## Text segment
——
Deputyship denied, is it worth appealing?

My son is 18 and does not have mental capacity. This is accepted by the court however my application for deputyship for health and well being was denied as the judge " is not satisfied that there are reasons for concluding that a legal framework of welfare deputyship may either be required or appropriate for him/her in the present circumstances"

I make decisions for my son on so many aspects of his life from photo consents, whether he can have snacks at school, go on trips, his medications and currently I am going through the process of choosing his next college and residential placement. So far no-one has questioned my authority to do so.

The judge has left my son with no one appointed to be responsible for his well-being or authorised to make decisions on his behalf.

Is this correct?

The whole process is rather bizarre in that no checks are made on the people being appointed.

Should I appeal or is it just not worth the effort?

Hi Elizabeth,

Transition is worrying time and the sudden change that as parent’s we no longer have a right to a say in decisions concerning our adult child. It sounds like you involve your son in everyday decisions where possible e.g. what to have for his snack (by providing choices etc) However, as you say he doesn’t have the capacity to understand or decide over big changes such as his future placement. In the absence of deputyship, this becomes a best interests decision. Which professionals are involved in this decision making? Do you trust them?

I suggest you contact the Challenging behaviour foundation - Family Support Line: 0300 666 0126
They also have this information

or Mencap on their Learning Disability Helpline on 0808 808 1111 (Monday to Friday, 08:00 – 18:00).
——
## Records shown

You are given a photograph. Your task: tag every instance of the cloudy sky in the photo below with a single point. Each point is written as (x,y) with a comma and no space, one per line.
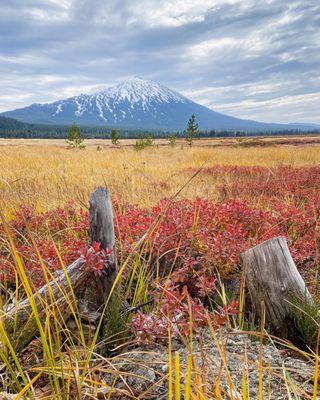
(257,59)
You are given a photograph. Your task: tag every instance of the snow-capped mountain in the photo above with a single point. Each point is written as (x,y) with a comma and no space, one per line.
(135,103)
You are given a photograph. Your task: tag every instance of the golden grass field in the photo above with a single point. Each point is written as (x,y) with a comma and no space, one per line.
(44,174)
(65,363)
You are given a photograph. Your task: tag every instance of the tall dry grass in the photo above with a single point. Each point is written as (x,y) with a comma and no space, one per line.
(45,176)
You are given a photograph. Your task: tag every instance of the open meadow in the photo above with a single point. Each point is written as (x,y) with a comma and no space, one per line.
(183,215)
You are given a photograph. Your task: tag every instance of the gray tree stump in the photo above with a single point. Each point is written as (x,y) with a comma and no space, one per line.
(21,320)
(102,231)
(272,279)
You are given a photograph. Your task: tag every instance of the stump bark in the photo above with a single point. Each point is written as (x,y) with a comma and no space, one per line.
(22,320)
(102,231)
(273,280)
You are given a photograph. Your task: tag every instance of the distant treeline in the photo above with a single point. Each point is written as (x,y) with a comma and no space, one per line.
(11,128)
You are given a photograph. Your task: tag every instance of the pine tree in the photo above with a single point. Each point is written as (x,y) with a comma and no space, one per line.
(75,139)
(192,130)
(114,136)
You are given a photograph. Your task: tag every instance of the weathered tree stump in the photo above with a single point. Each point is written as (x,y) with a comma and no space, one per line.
(102,231)
(273,280)
(21,321)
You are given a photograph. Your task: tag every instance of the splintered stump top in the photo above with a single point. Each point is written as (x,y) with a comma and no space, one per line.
(273,282)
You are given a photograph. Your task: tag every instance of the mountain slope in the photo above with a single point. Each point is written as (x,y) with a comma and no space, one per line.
(136,103)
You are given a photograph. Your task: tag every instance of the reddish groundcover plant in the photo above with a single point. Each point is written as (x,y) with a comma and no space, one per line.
(96,258)
(194,239)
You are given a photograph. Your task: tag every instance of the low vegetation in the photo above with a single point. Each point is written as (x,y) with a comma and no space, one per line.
(182,217)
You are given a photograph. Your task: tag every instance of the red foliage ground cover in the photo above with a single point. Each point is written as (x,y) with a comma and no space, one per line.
(196,237)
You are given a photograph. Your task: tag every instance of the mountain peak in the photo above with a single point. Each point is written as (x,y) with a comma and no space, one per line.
(143,91)
(134,103)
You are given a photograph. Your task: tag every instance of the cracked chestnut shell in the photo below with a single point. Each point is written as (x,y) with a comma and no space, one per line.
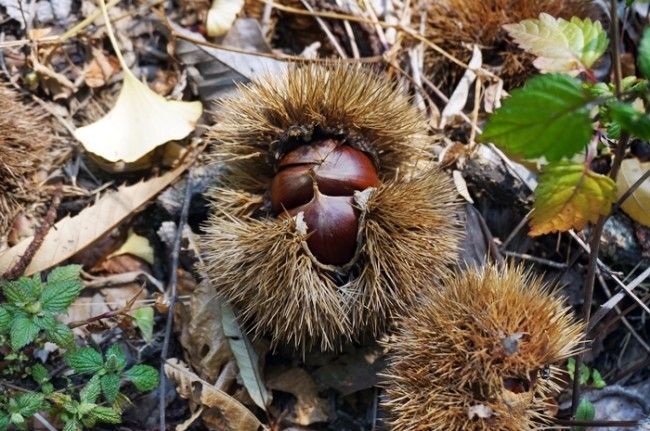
——
## Activity
In the deputyship discussion, what hours does the reply give for the Mencap Learning Disability Helpline?

## Solution
Monday to Friday, 08:00 – 18:00.